### TASK A
State how many lines of the records contain the word "water", and give only the number.

### TEXT EXTRACT
========================

The Haber process is very important for agriculture because it converts N₂(g) from the atmosphere into bound nitrogen, which can be taken up and used by plants. The Haber process reaction is N₂(g) + 3 H₂(g) → 2 NH₃(g). The reaction is exothermic but is carried out at relatively high temperatures. Why?

Verified step by step guidance

Understand the Haber process: The Haber process synthesizes ammonia (NH3) from nitrogen (N2) and hydrogen (H2) gases. The balanced chemical equation is N2(g) + 3 H2(g) → 2 NH3(g).

Recognize the nature of the reaction: The reaction is exothermic, meaning it releases heat.

Consider the effect of temperature on reaction rate: Higher temperatures increase the kinetic energy of molecules, leading to more frequent and effective collisions, thus increasing the reaction rate.

Apply Le Chatelier's Principle: Although the reaction is exothermic, increasing the temperature shifts the equilibrium position to favor the reactants (N2 and H2). However, high temperatures are used to achieve a reasonable reaction rate despite this shift.

Balance between rate and yield: The process is carried out at high temperatures to ensure a faster reaction rate, even though it slightly reduces the yield of ammonia due to the equilibrium shift.

Key Concepts

Here are the essential concepts you must grasp in order to answer the question correctly.

Haber Process

The Haber process is a chemical reaction that synthesizes ammonia (NH3) from nitrogen (N2) and hydrogen (H2) gases. This process is crucial for producing fertilizers, which are essential for modern agriculture. The reaction is represented by the equation N2(g) + 3 H2(g) → 2 NH3(g), highlighting the stoichiometric relationship between the reactants and products.

========================

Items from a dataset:
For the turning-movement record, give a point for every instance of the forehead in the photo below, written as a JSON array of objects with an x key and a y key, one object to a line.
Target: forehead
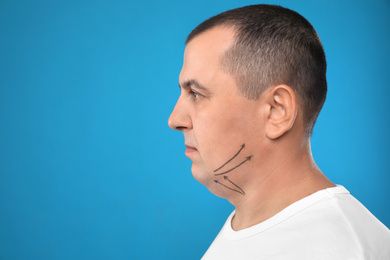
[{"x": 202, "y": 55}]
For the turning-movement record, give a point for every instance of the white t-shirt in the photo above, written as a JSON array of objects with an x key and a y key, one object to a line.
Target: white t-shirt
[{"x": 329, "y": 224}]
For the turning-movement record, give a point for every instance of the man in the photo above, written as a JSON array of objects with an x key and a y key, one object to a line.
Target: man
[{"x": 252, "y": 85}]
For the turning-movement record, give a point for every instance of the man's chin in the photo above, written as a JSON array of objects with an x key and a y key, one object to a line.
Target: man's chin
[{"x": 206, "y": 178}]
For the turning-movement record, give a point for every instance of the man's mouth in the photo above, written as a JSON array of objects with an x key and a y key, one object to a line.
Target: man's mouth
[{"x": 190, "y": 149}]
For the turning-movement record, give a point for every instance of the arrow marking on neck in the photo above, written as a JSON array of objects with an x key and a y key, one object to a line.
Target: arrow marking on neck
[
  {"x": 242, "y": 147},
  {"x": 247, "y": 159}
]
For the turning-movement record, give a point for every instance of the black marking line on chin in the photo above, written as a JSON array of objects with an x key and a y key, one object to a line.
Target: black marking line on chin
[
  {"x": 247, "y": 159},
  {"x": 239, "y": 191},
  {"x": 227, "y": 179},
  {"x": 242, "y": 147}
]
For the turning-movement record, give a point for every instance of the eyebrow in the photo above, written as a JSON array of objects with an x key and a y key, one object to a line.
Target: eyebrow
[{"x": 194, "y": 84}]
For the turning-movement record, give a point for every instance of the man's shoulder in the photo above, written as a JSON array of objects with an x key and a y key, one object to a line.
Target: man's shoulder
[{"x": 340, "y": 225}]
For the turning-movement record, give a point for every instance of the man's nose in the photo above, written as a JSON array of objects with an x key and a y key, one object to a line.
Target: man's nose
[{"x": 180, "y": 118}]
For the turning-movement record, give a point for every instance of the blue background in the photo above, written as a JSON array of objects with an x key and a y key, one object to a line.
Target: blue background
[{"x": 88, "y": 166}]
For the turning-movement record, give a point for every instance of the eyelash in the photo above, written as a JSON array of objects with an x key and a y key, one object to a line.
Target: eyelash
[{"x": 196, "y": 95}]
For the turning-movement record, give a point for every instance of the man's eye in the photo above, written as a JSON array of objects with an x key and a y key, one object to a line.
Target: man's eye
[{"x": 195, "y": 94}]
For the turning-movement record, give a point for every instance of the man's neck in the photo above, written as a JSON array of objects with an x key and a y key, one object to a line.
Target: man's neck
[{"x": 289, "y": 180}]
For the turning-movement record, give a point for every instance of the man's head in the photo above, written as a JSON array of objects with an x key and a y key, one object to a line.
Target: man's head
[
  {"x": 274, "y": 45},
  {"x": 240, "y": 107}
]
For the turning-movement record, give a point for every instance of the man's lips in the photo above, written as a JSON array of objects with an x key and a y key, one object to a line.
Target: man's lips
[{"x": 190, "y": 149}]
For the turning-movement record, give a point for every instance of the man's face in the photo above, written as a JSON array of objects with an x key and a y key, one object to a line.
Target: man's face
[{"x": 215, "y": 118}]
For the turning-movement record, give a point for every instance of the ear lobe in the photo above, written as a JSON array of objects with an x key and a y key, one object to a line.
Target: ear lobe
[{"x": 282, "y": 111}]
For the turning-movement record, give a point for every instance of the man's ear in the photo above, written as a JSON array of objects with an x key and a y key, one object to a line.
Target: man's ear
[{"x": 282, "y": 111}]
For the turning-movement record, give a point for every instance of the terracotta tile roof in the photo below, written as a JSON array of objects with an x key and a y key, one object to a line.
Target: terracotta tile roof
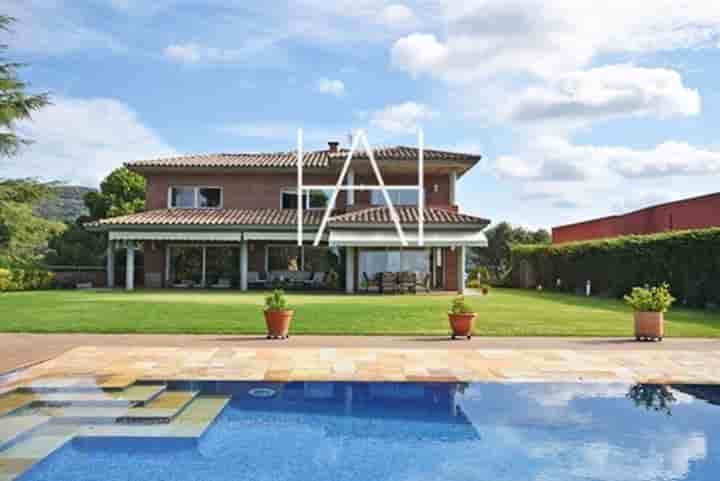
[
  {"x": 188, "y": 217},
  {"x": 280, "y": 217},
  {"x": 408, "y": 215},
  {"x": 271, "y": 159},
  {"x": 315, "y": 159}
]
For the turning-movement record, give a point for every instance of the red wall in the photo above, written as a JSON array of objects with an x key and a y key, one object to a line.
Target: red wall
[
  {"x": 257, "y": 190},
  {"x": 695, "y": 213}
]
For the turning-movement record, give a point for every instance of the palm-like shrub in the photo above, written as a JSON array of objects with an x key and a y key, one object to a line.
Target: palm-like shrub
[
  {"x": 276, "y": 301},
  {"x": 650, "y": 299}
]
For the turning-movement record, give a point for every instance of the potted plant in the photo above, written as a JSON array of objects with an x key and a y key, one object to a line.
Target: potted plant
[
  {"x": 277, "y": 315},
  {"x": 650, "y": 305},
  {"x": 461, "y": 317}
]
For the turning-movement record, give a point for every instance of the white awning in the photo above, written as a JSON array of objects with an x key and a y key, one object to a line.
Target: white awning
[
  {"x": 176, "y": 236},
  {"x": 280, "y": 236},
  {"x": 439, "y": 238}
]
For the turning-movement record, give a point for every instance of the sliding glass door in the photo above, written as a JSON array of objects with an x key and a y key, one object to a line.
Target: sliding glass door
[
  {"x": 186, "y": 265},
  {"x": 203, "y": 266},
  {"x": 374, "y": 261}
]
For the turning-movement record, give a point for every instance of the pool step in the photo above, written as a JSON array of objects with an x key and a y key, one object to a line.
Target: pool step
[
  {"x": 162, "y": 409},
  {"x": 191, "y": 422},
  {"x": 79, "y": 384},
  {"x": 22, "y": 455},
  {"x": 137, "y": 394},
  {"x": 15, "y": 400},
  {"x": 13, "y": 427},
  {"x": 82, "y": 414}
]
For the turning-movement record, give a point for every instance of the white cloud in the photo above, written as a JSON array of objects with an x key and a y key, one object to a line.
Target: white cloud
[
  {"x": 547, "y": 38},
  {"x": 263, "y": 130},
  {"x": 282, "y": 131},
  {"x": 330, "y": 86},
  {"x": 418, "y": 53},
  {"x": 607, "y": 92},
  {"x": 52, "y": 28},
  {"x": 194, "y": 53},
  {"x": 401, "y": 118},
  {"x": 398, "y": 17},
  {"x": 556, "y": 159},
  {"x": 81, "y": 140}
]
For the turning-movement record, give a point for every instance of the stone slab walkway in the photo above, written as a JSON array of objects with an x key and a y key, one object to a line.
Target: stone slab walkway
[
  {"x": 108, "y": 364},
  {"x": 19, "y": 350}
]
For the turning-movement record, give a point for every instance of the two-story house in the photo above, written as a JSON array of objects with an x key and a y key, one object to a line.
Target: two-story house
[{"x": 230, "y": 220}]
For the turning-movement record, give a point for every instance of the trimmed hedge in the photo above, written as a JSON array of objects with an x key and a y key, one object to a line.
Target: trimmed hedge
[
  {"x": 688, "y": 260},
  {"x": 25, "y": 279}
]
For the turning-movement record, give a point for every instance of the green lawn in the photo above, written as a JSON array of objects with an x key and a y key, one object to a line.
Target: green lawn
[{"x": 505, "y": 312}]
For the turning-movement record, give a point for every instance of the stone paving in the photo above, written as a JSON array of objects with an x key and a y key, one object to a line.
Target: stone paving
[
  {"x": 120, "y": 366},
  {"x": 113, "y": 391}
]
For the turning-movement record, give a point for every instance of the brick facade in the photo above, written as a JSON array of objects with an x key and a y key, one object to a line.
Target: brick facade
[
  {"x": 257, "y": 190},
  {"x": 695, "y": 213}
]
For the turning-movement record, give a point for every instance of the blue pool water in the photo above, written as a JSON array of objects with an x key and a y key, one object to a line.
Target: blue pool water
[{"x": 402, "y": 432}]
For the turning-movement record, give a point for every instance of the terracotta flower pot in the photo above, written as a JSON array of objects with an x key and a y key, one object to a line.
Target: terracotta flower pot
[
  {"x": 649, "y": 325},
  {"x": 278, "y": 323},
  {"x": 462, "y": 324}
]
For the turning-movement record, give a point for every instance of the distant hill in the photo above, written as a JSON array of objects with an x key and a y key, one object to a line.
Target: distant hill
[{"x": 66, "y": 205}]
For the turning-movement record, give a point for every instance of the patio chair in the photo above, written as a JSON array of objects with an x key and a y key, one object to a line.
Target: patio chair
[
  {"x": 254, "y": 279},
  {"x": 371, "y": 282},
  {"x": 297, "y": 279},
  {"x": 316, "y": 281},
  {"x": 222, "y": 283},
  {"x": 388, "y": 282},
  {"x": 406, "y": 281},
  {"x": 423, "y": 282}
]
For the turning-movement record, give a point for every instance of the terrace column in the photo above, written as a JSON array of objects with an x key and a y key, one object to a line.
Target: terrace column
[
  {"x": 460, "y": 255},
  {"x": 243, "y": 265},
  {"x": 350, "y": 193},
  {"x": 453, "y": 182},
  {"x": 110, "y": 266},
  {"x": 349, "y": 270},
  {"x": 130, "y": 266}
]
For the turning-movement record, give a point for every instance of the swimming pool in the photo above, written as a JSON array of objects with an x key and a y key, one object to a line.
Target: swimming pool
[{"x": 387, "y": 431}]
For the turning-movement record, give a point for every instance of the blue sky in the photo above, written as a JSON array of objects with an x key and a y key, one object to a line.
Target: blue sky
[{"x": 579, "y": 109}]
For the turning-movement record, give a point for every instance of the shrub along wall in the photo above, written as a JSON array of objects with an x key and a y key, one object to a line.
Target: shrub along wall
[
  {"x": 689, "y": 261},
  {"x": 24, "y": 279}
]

========================

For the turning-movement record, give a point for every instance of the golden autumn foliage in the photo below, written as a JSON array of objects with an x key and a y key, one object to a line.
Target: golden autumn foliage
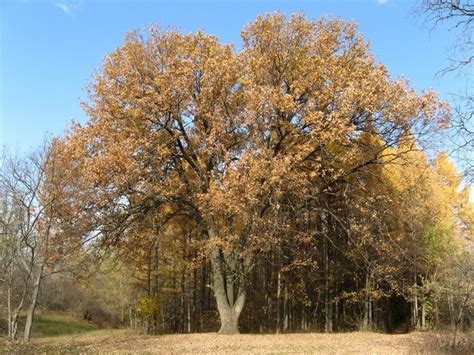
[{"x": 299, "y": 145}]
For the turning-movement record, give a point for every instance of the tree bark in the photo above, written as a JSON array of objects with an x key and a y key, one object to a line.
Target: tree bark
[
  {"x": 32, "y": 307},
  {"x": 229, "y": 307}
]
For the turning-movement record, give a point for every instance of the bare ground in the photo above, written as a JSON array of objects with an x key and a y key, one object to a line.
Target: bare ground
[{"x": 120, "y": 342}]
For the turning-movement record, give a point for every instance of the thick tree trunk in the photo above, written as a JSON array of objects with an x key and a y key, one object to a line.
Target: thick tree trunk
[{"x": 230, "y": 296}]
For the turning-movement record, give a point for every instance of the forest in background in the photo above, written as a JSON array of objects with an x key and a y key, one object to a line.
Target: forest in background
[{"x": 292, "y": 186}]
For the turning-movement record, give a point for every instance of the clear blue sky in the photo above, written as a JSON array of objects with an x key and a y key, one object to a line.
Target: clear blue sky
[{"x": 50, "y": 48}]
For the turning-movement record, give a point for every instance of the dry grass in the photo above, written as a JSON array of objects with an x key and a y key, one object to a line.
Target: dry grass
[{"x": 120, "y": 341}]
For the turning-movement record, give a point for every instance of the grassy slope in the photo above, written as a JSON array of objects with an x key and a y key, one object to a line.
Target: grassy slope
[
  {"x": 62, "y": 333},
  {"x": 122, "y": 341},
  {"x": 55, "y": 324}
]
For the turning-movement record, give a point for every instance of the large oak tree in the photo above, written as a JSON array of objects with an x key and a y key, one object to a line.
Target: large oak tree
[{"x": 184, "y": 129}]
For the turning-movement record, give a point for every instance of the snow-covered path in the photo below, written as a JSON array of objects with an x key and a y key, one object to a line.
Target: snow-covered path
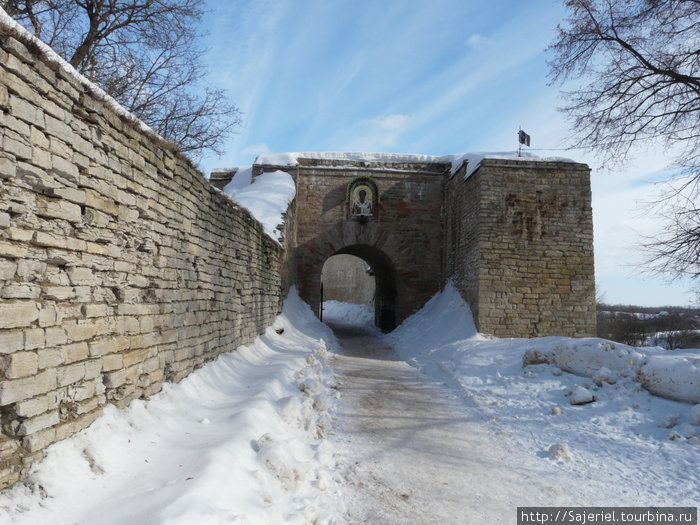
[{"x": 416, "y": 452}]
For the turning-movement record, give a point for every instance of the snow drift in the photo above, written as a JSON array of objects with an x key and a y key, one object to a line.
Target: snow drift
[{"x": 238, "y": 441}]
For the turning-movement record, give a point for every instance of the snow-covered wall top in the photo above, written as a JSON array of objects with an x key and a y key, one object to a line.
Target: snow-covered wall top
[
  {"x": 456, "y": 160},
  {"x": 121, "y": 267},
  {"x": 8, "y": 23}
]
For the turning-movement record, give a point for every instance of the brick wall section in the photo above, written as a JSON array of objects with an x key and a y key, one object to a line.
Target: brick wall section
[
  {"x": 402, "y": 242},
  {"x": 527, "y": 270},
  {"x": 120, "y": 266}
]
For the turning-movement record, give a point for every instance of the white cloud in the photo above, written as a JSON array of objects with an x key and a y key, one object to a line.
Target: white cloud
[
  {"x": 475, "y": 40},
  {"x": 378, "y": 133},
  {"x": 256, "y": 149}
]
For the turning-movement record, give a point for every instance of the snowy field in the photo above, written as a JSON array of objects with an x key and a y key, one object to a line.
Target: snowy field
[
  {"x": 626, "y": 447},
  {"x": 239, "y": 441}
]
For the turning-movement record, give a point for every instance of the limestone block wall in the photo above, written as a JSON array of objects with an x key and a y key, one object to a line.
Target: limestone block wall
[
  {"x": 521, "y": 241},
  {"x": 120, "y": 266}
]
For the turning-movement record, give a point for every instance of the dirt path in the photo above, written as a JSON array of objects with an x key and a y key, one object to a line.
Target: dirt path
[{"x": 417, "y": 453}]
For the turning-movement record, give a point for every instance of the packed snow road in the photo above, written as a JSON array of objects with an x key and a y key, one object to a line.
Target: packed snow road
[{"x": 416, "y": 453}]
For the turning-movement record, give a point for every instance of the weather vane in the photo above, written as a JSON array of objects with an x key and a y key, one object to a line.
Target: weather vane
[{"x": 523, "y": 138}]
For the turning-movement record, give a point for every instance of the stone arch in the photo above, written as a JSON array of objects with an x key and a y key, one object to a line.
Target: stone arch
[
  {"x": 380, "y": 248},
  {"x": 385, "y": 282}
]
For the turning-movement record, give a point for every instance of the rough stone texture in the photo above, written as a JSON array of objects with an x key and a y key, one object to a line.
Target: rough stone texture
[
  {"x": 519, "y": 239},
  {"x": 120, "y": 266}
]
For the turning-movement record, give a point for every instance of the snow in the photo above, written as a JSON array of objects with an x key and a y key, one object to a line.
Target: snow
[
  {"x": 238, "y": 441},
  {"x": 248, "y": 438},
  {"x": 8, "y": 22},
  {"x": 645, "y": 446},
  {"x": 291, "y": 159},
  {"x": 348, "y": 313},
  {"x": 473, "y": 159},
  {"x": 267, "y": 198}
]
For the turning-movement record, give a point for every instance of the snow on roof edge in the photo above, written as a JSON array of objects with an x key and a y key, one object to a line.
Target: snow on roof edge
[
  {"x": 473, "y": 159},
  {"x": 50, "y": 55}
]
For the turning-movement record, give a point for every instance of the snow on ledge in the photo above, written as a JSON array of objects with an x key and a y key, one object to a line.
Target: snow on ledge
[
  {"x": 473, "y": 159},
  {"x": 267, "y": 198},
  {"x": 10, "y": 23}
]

========================

### TASK B
Copy the passage of the Haber process text from "The Haber process is very" to "high temperatures. Why?" word for word.

### CORRECT OUTPUT A
2

### CORRECT OUTPUT B
The Haber process is very important for agriculture because it converts N₂(g) from the atmosphere into bound nitrogen, which can be taken up and used by plants. The Haber process reaction is N₂(g) + 3 H₂(g) → 2 NH₃(g). The reaction is exothermic but is carried out at relatively high temperatures. Why?